● **Available data**:
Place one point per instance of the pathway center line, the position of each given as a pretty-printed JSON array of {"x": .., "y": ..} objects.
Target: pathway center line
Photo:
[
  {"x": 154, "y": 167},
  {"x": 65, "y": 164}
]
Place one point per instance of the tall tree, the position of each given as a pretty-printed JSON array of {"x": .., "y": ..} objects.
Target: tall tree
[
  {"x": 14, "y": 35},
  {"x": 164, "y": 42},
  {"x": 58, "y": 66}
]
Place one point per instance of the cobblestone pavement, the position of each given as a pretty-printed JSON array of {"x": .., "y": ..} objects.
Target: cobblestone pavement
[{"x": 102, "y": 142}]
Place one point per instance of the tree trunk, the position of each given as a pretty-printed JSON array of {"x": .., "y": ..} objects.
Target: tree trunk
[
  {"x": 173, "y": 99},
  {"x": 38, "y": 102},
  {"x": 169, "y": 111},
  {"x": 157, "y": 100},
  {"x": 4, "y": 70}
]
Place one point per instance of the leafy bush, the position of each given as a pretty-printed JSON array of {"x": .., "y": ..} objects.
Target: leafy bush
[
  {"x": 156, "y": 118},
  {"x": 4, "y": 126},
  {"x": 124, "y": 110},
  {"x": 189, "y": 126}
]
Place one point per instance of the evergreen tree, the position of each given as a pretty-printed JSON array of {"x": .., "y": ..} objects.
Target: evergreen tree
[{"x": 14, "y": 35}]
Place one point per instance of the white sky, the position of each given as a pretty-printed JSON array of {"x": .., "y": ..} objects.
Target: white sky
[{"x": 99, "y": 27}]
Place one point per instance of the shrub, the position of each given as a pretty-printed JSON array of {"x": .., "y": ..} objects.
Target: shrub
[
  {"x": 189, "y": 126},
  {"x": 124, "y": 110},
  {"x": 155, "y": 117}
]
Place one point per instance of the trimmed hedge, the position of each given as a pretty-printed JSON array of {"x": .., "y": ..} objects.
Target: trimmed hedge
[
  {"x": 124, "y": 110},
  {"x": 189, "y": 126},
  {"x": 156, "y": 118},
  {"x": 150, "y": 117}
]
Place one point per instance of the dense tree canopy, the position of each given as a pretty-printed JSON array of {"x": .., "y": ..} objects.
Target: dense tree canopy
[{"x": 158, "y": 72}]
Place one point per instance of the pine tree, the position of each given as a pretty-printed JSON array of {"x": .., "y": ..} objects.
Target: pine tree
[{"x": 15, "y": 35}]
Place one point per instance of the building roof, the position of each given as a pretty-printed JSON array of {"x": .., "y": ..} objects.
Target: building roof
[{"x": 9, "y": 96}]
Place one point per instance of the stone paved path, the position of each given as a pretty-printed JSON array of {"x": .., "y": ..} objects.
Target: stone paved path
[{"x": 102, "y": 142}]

● **Problem**: The answer should consist solely of the lines from the one that contains "Target: building roof" through the end of the material above, copied exactly.

● **Result**:
Target: building roof
[{"x": 9, "y": 96}]
Place one point per instance of the stone paved path, the position of each given as a pretty-printed JSON array of {"x": .., "y": ..} objects.
Target: stone paved path
[{"x": 102, "y": 142}]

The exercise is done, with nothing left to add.